- _Information provided_
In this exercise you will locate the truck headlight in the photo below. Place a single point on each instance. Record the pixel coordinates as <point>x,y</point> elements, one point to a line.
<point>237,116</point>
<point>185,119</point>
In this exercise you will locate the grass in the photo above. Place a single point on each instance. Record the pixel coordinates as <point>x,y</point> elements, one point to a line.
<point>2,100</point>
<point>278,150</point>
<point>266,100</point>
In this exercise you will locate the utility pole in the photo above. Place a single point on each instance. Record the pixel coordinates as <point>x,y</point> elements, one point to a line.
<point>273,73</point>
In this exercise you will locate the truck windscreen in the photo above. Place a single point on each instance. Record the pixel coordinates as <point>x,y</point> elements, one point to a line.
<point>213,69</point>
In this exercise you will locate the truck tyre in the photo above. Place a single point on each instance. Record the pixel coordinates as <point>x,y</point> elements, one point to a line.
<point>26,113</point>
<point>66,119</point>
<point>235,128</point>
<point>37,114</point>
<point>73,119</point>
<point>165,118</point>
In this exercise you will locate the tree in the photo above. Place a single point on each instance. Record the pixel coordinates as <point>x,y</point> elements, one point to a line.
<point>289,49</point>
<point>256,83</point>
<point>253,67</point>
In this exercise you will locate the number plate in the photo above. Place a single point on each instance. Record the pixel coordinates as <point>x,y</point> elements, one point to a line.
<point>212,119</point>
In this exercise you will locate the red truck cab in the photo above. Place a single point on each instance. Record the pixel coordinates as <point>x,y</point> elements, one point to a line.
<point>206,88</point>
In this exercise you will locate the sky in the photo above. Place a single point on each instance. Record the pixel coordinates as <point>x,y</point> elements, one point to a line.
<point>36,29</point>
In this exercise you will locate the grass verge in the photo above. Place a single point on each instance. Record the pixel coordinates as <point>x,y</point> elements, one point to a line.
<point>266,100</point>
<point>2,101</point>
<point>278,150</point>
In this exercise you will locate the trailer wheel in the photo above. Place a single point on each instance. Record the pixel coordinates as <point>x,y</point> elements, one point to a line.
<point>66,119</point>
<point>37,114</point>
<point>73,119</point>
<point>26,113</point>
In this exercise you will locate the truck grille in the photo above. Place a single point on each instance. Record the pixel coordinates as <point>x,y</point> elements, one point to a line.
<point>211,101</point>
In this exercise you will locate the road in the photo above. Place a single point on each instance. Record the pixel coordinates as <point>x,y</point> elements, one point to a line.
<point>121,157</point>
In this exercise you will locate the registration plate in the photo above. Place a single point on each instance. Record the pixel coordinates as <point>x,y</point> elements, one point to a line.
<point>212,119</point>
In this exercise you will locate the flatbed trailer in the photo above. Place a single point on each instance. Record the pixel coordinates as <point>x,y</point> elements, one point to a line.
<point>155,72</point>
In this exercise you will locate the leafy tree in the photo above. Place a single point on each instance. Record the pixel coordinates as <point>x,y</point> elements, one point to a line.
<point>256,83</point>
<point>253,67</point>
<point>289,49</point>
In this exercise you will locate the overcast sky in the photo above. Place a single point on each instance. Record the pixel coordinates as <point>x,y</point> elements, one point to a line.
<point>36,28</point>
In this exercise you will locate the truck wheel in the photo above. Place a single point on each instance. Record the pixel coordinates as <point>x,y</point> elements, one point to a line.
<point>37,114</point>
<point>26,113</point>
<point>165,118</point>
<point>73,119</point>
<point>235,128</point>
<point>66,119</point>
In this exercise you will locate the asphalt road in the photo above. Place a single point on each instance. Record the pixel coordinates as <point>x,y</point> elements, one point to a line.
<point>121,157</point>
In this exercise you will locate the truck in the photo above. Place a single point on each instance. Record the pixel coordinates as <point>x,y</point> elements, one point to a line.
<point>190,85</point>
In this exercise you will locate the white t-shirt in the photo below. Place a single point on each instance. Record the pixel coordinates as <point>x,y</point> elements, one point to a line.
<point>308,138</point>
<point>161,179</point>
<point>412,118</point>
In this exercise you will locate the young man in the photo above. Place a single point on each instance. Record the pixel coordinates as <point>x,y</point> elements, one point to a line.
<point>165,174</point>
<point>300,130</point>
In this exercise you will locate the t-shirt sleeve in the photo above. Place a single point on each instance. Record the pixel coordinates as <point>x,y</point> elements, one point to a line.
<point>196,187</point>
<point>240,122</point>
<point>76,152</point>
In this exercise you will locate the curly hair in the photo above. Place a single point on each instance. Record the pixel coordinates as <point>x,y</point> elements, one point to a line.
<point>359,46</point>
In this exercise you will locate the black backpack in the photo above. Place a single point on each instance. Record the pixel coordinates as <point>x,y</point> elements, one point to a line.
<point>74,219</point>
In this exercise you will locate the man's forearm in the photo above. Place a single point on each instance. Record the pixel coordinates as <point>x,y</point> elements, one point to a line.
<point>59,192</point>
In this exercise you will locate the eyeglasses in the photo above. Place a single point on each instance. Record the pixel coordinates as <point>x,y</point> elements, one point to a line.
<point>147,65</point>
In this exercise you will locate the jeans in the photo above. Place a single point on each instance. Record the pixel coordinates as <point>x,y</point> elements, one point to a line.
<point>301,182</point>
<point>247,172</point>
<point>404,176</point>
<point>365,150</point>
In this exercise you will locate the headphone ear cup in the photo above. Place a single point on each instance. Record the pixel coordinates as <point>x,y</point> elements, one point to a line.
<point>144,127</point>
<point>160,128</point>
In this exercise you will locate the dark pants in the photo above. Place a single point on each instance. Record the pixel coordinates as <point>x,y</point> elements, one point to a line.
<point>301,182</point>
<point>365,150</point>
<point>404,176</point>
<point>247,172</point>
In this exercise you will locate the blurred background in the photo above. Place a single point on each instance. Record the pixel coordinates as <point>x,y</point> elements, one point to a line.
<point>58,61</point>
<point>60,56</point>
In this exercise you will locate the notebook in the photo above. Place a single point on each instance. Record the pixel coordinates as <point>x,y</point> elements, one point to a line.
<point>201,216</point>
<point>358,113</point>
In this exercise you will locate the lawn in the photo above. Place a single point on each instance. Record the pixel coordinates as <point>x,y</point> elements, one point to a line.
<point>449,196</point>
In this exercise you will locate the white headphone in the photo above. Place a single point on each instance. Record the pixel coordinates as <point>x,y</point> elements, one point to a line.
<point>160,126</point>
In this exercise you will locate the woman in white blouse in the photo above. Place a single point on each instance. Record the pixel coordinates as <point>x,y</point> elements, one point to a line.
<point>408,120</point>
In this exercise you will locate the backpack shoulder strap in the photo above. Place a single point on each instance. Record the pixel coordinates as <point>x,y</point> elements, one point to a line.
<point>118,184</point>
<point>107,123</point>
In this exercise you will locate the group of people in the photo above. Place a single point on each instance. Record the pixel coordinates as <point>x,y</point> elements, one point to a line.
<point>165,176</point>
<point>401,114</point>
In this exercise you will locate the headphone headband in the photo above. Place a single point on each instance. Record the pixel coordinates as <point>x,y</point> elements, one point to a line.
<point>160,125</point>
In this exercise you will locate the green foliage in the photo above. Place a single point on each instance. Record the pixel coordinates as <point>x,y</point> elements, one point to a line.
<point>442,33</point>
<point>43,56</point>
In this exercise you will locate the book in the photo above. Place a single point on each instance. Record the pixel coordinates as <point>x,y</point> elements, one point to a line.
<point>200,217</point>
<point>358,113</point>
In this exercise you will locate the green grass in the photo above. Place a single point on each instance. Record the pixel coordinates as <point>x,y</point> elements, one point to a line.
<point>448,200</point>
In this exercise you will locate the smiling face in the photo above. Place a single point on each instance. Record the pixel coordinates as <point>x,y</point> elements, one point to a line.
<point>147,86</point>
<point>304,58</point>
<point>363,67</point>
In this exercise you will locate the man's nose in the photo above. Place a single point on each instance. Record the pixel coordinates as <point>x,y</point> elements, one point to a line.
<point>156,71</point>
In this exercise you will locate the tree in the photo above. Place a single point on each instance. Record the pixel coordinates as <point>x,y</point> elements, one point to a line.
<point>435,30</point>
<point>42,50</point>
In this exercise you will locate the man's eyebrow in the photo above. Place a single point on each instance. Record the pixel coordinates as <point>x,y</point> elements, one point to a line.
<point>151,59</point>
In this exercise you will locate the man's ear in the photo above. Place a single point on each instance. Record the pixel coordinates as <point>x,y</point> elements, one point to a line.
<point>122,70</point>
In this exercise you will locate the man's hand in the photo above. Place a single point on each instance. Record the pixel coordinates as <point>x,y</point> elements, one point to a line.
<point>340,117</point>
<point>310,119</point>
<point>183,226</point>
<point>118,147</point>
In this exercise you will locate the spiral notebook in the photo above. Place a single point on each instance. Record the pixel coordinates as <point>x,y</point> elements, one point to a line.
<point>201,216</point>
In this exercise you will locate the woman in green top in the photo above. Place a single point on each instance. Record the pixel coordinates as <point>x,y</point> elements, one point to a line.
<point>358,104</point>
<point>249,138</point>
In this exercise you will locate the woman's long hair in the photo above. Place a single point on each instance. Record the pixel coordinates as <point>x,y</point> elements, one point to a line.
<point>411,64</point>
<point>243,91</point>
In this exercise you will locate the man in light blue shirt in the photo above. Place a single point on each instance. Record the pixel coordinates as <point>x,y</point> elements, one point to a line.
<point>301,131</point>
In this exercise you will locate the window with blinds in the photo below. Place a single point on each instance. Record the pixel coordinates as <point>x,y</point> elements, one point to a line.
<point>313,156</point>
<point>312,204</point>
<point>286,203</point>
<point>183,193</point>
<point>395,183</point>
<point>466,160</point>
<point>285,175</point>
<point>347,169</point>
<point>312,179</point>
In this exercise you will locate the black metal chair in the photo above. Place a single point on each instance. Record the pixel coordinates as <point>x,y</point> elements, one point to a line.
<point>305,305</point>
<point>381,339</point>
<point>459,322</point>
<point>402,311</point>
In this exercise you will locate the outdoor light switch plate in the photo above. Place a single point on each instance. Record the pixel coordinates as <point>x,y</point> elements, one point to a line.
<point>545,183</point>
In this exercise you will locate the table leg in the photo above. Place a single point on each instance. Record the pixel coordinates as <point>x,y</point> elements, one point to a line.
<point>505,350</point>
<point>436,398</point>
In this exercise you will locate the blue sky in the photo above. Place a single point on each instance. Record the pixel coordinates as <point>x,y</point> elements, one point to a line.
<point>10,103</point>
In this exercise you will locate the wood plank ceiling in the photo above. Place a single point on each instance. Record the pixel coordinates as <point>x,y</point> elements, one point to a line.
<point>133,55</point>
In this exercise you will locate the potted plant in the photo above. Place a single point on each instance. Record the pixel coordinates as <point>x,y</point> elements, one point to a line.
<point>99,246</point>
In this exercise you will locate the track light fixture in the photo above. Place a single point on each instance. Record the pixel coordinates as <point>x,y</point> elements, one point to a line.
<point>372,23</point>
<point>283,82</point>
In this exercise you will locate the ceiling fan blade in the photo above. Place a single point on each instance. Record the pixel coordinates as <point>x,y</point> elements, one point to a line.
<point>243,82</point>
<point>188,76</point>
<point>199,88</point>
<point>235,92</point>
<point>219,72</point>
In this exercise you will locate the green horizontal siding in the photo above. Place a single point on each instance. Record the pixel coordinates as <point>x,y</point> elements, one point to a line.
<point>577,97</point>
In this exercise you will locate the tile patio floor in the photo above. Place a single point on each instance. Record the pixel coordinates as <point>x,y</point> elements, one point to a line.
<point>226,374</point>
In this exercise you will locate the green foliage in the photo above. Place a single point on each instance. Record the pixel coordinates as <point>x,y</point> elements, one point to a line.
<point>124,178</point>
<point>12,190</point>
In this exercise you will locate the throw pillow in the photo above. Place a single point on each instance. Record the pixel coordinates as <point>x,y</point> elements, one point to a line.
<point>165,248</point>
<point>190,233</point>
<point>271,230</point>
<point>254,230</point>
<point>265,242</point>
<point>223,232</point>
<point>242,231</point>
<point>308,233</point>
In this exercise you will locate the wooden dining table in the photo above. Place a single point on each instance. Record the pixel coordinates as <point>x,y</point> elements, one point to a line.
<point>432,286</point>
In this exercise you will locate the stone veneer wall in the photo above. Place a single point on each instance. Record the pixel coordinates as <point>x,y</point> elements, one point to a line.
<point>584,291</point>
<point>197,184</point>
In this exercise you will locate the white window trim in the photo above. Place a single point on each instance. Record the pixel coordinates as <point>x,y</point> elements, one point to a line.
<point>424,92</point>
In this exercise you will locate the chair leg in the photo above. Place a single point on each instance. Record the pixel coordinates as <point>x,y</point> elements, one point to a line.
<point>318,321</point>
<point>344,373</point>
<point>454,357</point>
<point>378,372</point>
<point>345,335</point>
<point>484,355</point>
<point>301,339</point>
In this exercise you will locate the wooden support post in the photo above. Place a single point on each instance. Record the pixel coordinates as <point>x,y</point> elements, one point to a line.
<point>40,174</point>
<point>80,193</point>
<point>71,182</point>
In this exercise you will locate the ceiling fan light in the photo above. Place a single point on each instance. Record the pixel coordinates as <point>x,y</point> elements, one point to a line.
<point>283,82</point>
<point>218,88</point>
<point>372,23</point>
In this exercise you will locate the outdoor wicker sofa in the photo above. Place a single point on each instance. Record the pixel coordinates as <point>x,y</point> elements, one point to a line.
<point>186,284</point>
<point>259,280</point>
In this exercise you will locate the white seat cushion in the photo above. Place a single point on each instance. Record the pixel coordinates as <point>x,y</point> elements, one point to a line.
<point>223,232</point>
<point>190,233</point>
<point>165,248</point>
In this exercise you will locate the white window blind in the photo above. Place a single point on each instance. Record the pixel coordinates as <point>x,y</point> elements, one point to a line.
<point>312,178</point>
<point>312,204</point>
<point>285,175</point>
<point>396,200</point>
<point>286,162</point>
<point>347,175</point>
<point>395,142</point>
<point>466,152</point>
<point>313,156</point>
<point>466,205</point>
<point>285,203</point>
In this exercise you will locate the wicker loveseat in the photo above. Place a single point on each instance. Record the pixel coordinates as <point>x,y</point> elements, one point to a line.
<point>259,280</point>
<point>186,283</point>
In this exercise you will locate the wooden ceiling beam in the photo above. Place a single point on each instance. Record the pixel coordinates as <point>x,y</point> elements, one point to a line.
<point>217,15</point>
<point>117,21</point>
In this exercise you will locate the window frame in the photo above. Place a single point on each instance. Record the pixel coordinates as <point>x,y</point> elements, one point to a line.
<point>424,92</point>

- _Task to carry out_
Where the records above contain a line with "In this exercise you will locate the wooden ceiling", repeat that line and each later line through the end, exactly, and nothing more.

- _Your solution_
In this exercise you will locate the wooden ceiling beam in the photo above. Place a single point on each instance. Record the pixel coordinates as <point>x,y</point> elements, one point to a line.
<point>217,15</point>
<point>117,21</point>
In this exercise you will locate the window frame in the photo above. Place a single point on each instance. Record the pixel coordinates as <point>x,y</point> elements, one point to a line.
<point>424,92</point>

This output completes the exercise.